TASK A:
Give the number of lines in the records that contain the string "knob". Reply with the number alone.

PAGE EXTRACT:
::::

Your company is storing millions of sensitive transactions across thousands of 100-GB files that must be
encrypted in transit and at rest. Analysts concurrently depend on subsets of files, which can consume up to 5
TB of space, to generate simulations that can be used to steer business decisions. You are required to design
an AWS solution that can cost effectively accommodate the long-term storage and in-flight subsets of data.
A.
Use Amazon Simple Storage Service (S3) with server-side encryption, and run simulations on subsets in
ephemeral drives on Amazon EC2.
B.
Use Amazon S3 with server-side encryption, and run simulations on subsets in-memory on Amazon EC2.
C.
Use HDFS on Amazon EMR, and run simulations on subsets in ephemeral drives on Amazon EC2.
D.
Use HDFS on Amazon Elastic MapReduce (EMR), and run simulations on subsets in-memory on Amazon
Elastic Compute Cloud (EC2).

::::

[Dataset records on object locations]
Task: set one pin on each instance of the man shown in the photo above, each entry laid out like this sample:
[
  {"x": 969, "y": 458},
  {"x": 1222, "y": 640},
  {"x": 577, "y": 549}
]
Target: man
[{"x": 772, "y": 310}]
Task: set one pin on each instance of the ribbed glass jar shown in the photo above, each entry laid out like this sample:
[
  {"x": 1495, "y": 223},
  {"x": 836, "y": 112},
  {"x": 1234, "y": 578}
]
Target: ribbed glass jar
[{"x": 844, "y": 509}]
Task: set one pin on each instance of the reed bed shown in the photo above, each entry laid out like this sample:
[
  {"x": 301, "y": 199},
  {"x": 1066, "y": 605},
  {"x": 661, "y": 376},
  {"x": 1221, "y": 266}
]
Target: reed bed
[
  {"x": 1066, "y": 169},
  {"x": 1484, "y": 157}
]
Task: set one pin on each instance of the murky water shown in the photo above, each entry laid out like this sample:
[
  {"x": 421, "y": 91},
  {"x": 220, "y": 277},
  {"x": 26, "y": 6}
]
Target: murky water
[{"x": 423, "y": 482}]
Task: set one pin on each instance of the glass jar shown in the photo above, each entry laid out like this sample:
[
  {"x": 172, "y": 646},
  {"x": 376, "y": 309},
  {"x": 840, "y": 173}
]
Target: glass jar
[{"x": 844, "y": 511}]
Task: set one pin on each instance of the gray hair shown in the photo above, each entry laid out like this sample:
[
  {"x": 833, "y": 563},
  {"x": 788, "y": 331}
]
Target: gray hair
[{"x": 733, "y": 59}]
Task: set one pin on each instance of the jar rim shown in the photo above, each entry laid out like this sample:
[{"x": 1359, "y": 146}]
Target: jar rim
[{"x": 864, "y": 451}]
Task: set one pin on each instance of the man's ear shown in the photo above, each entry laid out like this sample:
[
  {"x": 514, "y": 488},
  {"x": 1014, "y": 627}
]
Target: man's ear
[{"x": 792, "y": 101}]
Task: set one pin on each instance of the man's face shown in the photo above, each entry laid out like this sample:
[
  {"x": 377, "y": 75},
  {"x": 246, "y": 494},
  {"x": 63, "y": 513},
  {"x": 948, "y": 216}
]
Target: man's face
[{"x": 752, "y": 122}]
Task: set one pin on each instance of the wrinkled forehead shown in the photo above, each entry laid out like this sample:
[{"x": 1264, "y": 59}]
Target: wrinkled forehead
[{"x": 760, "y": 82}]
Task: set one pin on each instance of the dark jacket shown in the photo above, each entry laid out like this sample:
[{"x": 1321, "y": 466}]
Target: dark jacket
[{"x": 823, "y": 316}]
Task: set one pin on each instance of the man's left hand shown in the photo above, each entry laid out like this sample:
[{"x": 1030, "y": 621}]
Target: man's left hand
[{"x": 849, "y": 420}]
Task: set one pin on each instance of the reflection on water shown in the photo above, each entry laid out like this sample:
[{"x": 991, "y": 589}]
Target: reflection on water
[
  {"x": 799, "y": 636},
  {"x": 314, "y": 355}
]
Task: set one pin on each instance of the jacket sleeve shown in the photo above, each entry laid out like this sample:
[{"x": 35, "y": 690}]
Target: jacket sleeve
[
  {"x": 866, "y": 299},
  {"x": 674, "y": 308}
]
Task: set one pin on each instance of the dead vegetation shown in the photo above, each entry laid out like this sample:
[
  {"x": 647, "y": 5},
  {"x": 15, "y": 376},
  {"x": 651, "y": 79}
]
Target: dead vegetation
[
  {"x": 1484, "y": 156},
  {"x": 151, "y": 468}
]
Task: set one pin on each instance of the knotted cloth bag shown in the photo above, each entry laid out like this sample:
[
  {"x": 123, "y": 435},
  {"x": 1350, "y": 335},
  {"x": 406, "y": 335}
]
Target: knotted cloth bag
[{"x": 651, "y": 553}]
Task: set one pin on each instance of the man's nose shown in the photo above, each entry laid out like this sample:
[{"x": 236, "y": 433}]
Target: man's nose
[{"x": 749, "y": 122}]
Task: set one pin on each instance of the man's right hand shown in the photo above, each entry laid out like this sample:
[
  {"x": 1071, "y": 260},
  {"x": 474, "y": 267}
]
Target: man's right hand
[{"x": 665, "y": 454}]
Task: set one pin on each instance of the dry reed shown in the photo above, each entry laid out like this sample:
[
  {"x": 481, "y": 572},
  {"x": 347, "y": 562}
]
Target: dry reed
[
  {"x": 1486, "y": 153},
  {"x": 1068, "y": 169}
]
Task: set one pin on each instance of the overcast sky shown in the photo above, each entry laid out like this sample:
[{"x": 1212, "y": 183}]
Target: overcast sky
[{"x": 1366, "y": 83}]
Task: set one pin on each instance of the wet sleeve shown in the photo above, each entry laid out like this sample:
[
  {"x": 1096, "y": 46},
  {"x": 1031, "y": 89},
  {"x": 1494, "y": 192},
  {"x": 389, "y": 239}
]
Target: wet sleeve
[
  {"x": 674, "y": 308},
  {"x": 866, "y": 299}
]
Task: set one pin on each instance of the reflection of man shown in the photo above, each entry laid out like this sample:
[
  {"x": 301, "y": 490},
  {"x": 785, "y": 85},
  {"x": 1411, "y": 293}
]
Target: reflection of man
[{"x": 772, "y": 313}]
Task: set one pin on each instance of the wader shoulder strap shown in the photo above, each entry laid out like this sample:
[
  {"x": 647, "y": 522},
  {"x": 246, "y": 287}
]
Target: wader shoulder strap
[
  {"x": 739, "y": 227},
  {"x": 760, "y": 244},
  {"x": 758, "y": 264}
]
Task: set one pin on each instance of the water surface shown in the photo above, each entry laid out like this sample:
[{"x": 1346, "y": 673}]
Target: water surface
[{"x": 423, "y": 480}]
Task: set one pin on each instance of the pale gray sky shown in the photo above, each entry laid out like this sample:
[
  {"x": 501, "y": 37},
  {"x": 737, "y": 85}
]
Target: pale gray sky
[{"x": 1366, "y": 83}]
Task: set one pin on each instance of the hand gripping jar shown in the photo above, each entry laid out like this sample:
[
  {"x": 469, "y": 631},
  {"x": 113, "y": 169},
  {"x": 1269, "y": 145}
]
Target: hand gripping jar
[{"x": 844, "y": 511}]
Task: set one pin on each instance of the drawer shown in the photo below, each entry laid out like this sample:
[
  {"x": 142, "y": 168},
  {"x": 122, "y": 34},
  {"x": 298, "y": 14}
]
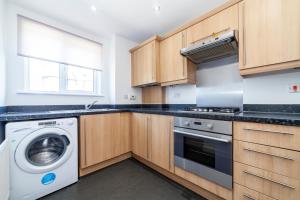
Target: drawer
[
  {"x": 274, "y": 135},
  {"x": 280, "y": 161},
  {"x": 266, "y": 182},
  {"x": 243, "y": 193}
]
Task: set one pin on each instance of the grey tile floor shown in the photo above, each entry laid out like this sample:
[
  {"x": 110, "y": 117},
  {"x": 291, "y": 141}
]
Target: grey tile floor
[{"x": 127, "y": 180}]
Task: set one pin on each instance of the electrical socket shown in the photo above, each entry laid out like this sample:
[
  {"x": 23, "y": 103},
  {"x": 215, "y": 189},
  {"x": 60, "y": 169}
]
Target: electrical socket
[
  {"x": 132, "y": 97},
  {"x": 294, "y": 88}
]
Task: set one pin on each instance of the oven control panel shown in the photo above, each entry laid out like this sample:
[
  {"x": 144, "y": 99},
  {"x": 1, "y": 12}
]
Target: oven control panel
[{"x": 223, "y": 127}]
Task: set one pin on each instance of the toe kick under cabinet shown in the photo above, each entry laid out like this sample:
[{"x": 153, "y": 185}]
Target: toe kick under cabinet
[{"x": 266, "y": 162}]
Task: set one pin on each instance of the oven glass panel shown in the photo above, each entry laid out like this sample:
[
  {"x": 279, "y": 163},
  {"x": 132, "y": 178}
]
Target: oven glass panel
[
  {"x": 206, "y": 152},
  {"x": 199, "y": 151}
]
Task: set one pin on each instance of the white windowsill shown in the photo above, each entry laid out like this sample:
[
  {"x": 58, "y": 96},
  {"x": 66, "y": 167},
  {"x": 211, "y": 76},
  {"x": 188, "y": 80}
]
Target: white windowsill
[{"x": 59, "y": 93}]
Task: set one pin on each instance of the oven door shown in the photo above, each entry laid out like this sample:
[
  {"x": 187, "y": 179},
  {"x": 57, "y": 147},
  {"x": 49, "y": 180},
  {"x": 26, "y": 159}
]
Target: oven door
[{"x": 205, "y": 154}]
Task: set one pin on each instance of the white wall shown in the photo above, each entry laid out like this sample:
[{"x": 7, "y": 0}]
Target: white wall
[
  {"x": 122, "y": 72},
  {"x": 15, "y": 69},
  {"x": 2, "y": 55},
  {"x": 271, "y": 88},
  {"x": 181, "y": 94}
]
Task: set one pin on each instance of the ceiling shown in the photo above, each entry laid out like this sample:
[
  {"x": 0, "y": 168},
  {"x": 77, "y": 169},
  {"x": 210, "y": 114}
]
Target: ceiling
[{"x": 133, "y": 19}]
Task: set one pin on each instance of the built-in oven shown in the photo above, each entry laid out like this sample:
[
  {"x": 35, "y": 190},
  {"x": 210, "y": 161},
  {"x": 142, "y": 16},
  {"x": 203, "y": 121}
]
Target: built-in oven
[{"x": 204, "y": 147}]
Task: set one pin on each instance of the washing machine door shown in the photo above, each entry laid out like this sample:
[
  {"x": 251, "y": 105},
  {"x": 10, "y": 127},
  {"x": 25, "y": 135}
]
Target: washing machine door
[{"x": 44, "y": 150}]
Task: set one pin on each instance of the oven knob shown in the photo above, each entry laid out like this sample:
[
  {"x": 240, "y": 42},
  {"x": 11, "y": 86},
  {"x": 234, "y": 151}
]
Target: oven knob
[
  {"x": 209, "y": 126},
  {"x": 187, "y": 123}
]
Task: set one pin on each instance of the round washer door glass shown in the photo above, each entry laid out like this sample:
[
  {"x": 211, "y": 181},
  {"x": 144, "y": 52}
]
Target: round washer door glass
[{"x": 46, "y": 149}]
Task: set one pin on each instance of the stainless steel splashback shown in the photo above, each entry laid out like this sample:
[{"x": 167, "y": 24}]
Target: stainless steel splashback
[{"x": 219, "y": 84}]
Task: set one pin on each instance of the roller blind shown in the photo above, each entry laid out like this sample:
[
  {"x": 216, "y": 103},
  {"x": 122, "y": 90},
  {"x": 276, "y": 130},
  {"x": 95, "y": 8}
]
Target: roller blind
[{"x": 38, "y": 40}]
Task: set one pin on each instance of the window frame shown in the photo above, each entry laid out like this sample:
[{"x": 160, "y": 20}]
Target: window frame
[{"x": 97, "y": 81}]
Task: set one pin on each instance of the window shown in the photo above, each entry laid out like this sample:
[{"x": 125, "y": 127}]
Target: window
[
  {"x": 58, "y": 62},
  {"x": 45, "y": 76}
]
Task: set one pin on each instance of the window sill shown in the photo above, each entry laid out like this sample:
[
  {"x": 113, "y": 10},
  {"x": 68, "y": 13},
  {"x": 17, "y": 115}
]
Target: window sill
[{"x": 59, "y": 93}]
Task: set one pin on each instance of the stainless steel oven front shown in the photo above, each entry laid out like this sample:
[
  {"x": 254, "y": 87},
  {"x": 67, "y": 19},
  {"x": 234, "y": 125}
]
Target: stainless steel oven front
[{"x": 204, "y": 147}]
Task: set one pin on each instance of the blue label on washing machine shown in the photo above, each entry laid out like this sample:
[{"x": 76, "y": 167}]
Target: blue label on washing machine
[{"x": 48, "y": 178}]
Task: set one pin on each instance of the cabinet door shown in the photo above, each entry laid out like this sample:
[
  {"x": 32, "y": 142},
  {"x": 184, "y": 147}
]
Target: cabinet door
[
  {"x": 140, "y": 134},
  {"x": 144, "y": 64},
  {"x": 172, "y": 63},
  {"x": 99, "y": 137},
  {"x": 159, "y": 142},
  {"x": 226, "y": 19},
  {"x": 269, "y": 32}
]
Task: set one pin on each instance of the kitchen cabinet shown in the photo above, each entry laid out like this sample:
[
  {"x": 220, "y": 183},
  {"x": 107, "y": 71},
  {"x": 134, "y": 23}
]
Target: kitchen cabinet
[
  {"x": 103, "y": 137},
  {"x": 175, "y": 69},
  {"x": 161, "y": 128},
  {"x": 145, "y": 64},
  {"x": 151, "y": 139},
  {"x": 269, "y": 35},
  {"x": 266, "y": 160},
  {"x": 139, "y": 138},
  {"x": 223, "y": 20}
]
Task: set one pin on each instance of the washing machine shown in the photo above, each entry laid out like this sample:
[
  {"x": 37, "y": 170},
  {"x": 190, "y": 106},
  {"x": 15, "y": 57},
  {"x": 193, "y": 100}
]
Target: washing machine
[{"x": 43, "y": 157}]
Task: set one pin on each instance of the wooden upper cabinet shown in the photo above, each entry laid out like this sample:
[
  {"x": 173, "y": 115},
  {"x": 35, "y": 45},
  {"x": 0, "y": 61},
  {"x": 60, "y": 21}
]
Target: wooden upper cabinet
[
  {"x": 139, "y": 139},
  {"x": 226, "y": 19},
  {"x": 145, "y": 63},
  {"x": 269, "y": 35},
  {"x": 159, "y": 140},
  {"x": 103, "y": 137},
  {"x": 174, "y": 68}
]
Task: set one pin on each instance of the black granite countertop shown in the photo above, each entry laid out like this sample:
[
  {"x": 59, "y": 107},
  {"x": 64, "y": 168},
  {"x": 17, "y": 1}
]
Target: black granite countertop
[{"x": 258, "y": 117}]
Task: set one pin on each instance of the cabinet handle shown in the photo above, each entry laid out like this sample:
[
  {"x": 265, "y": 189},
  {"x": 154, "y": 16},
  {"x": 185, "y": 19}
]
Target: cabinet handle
[
  {"x": 85, "y": 153},
  {"x": 148, "y": 125},
  {"x": 270, "y": 154},
  {"x": 244, "y": 36},
  {"x": 154, "y": 62},
  {"x": 184, "y": 59},
  {"x": 269, "y": 179},
  {"x": 268, "y": 131},
  {"x": 249, "y": 196}
]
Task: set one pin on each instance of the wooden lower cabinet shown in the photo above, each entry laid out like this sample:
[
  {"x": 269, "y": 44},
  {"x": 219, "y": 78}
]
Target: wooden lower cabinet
[
  {"x": 103, "y": 137},
  {"x": 205, "y": 184},
  {"x": 266, "y": 182},
  {"x": 161, "y": 128},
  {"x": 139, "y": 135},
  {"x": 151, "y": 136}
]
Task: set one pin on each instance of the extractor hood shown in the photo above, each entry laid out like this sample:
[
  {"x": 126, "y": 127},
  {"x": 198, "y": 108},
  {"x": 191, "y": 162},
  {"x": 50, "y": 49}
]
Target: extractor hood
[{"x": 216, "y": 46}]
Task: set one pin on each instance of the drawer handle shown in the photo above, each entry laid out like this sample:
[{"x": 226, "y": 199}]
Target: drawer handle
[
  {"x": 267, "y": 131},
  {"x": 269, "y": 179},
  {"x": 249, "y": 197},
  {"x": 270, "y": 154}
]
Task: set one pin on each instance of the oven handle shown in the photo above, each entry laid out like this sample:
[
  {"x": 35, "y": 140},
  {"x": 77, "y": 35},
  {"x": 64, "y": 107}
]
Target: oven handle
[{"x": 203, "y": 136}]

::::

TASK B:
For each statement below, decide whether it agrees with the AWS storage question above. Answer yes or no, and quote the deciding words from that question. (i) The files must be encrypted both in transit and at rest. (ii) Each of the stored files is 5 TB in size. (iii) Option B runs the simulations on subsets in ephemeral drives on Amazon EC2.

FINAL RESULT A:
2

FINAL RESULT B:
(i) Yes: "must be encrypted in transit and at rest"
(ii) No: "thousands of 100-GB files"
(iii) No: "run simulations on subsets in-memory on Amazon EC2"